SOAL LATIHAN:
1 - Terjemahkan kalimat "Sejatinya MEA tidak melulu berbicara liberalisasi." dari teks berita tentang Protokol Ke-7 AFAS ke dalam bahasa Inggris.
2 - Menurut teks berita tentang Protokol Ke-7 AFAS, pada hari dan tanggal berapa serta di mana Heri Gunawan menyampaikan pandangan Fraksi Partai Gerindra?
3 - Tuliskan lanjutan teks berita tentang Protokol Ke-7 AFAS, dimulai tepat setelah kalimat terakhir yang ditampilkan.

TEKS UNTUK DIANALISIS:
+ + + + + + +

SUKABUMIUPDATE.com - Anggota Komisi XI DPR RI Heri Gunawan menyampaikan Pandangan Fraksi Partai Gerindra terhadap RUU tentang Ratifikasi Protokol Ke-7 ASEAN Framework Agrement On Services (AFAS), Senin (5/10/2020), di ruang rapat Komisi XI DPR.
Menurut dia, Paket Komitmen ke-7 Bidang Jasa Keuangan dalam Masyarakat Ekonomi ASEAN (MEA) mulai dirambah seiring paket liberalisasi perdagangan di kawasan ASEAN. Namun, MEA juga harus memperhatikan pengembangan usaha kecil menengah (UKM) sebagai bagian dari pembangunan ekonomi inklusif ASEAN.
"Sejatinya MEA tidak melulu berbicara liberalisasi. Salah satu pilar utama MEA yang kurang digesa adalah menjadikan ASEAN sebagai kawasan pembangunan ekonomi yang inklusif dan merata melalui agenda yang fokus pada usaha kecil dan menengah (UKM)," ungkap Heri Gunawan.

+ + + + + + +

INFORMASI YANG DIBERIKAN:

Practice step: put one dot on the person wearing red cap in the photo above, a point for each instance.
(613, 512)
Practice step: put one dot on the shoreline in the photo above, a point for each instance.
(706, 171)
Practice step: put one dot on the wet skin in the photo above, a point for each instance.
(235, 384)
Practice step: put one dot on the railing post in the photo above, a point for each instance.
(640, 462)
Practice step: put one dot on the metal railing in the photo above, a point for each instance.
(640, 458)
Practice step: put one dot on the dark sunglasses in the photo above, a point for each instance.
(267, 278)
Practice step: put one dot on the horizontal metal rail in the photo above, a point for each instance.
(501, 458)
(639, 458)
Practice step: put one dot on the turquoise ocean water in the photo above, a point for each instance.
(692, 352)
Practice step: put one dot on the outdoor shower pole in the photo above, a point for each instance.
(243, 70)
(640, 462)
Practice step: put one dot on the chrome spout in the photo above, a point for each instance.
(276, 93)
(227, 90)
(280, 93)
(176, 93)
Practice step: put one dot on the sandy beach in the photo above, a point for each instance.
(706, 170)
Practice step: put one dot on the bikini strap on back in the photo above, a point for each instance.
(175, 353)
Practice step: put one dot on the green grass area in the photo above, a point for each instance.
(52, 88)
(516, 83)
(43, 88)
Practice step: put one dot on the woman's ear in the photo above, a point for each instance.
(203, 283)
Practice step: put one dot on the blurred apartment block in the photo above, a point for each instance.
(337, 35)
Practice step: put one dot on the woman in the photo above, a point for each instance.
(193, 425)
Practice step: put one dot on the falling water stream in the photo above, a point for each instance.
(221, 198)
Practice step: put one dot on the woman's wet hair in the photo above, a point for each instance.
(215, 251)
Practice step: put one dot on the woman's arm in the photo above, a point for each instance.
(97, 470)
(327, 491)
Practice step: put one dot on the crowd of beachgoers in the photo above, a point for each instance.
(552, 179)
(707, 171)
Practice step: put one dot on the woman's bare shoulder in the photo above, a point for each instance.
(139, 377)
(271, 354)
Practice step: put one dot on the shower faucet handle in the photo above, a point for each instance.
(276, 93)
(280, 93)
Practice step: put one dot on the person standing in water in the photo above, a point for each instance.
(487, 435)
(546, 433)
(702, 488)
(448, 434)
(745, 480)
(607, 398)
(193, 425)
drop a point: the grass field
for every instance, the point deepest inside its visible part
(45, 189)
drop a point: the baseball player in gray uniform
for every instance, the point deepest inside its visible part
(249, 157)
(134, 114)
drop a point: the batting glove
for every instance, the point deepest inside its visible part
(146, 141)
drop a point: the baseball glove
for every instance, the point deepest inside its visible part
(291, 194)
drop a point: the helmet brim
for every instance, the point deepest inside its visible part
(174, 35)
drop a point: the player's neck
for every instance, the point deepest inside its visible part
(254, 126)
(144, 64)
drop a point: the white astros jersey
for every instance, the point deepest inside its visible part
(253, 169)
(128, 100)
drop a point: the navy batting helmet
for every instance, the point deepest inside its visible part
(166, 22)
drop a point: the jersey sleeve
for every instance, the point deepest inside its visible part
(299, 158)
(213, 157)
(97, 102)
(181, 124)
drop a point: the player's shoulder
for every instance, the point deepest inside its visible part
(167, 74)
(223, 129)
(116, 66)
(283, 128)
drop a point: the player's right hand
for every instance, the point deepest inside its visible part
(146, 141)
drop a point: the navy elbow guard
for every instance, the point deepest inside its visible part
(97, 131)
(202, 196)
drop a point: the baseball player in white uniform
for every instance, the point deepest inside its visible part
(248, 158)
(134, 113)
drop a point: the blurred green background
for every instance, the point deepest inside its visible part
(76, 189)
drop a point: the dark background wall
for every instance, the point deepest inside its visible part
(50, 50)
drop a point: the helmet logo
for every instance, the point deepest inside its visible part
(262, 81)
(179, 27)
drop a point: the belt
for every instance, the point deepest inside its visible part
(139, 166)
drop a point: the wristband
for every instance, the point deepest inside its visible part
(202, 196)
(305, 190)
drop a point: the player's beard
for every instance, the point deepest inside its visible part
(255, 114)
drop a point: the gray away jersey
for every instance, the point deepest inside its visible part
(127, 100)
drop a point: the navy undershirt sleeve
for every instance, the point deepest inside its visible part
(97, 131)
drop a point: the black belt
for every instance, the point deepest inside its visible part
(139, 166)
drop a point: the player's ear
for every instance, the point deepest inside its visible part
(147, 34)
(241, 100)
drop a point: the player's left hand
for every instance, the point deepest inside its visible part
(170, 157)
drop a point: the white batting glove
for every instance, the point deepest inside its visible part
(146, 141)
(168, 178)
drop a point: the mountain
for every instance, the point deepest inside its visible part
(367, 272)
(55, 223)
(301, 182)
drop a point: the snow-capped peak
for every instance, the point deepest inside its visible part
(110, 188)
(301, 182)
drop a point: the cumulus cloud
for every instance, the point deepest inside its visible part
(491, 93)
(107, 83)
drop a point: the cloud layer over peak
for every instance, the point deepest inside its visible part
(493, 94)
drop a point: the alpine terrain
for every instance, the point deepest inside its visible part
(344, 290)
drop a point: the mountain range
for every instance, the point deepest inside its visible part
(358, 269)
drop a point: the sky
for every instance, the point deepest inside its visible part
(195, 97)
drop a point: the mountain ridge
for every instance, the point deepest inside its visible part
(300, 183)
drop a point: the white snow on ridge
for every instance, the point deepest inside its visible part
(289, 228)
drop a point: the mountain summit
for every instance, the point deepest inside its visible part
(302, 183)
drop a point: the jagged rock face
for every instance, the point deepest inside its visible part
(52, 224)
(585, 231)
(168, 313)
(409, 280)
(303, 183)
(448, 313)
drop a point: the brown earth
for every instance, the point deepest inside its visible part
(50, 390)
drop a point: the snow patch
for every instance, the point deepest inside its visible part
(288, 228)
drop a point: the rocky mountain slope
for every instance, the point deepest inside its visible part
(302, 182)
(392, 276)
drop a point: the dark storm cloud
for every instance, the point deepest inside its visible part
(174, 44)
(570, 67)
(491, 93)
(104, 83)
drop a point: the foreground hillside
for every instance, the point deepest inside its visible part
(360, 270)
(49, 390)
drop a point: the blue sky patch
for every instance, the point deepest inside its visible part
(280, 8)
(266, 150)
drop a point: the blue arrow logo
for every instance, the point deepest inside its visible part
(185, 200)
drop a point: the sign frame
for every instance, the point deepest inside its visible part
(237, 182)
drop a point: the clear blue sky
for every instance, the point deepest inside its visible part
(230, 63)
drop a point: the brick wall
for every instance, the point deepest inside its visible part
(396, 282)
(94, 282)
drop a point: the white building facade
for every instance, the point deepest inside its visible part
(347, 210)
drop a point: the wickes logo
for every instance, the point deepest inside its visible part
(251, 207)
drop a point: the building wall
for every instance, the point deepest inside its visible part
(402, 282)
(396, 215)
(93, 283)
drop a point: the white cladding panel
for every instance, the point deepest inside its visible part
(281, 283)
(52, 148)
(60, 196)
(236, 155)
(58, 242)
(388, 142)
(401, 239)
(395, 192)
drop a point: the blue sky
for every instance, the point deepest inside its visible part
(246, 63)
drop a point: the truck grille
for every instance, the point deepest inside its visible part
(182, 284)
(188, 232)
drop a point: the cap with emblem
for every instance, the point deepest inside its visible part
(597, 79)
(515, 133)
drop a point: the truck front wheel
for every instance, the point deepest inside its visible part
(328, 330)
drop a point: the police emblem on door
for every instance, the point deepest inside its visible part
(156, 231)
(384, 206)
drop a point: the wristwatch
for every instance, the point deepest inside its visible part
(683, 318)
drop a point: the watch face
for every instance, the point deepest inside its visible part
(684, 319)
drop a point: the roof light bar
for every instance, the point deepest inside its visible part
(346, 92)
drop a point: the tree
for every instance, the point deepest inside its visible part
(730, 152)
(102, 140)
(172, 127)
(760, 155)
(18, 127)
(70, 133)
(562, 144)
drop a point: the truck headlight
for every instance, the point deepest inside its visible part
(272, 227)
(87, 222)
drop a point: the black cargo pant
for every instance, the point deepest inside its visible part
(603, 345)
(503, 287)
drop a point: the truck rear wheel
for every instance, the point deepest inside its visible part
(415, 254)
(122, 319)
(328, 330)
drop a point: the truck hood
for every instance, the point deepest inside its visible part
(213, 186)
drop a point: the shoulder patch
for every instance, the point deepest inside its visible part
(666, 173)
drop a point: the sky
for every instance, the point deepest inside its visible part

+ + + + + + +

HASIL PENGERJAAN:
1 - In essence, the AEC is not solely about liberalization.

2 - Pada Senin (5/10/2020), di ruang rapat Komisi XI DPR.

3 -
Dalam pandangan fraksinya, Hergun menyampaikan, hal penting yang juga harus diingat adalah, pembahasan dan pengesahan RUU AFAS ini nantinya akan memberikan dampak serius bagi sektor keuangan dan perbankan nasional, khususnya peran intermediary untuk memperkuat sektor riil dalam perekonomian nasional.
Karena itu, lanjut legislator dapil Jabar IV (Kota/Kabupaten Sukabumi) ini, sejalan dengan salah satu pilar utama MEA yang berisi komitmen ASEAN untuk fokus pada usaha kecil dan menengah, maka masuknya industri jasa negara-negara ASEAN tidak boleh menganggu komitmen Pemerintah Indonesia membangun UKM di sektor jasa keuangan.
"Pemerintah Indonesia harus memberi ruang bernafas yang memadai kepada BPR dan BPR syariah juga koperasi, sehingga mereka tidak tergilas persaingan usaha yang meliberal itu. Masuknya dana asing juga harus dijaga sehingga tidak mencaplok UKM dalam negeri, yang merupakan pelaku usaha terbanyak dan pemberi lapangan kerja terbesar," katanya.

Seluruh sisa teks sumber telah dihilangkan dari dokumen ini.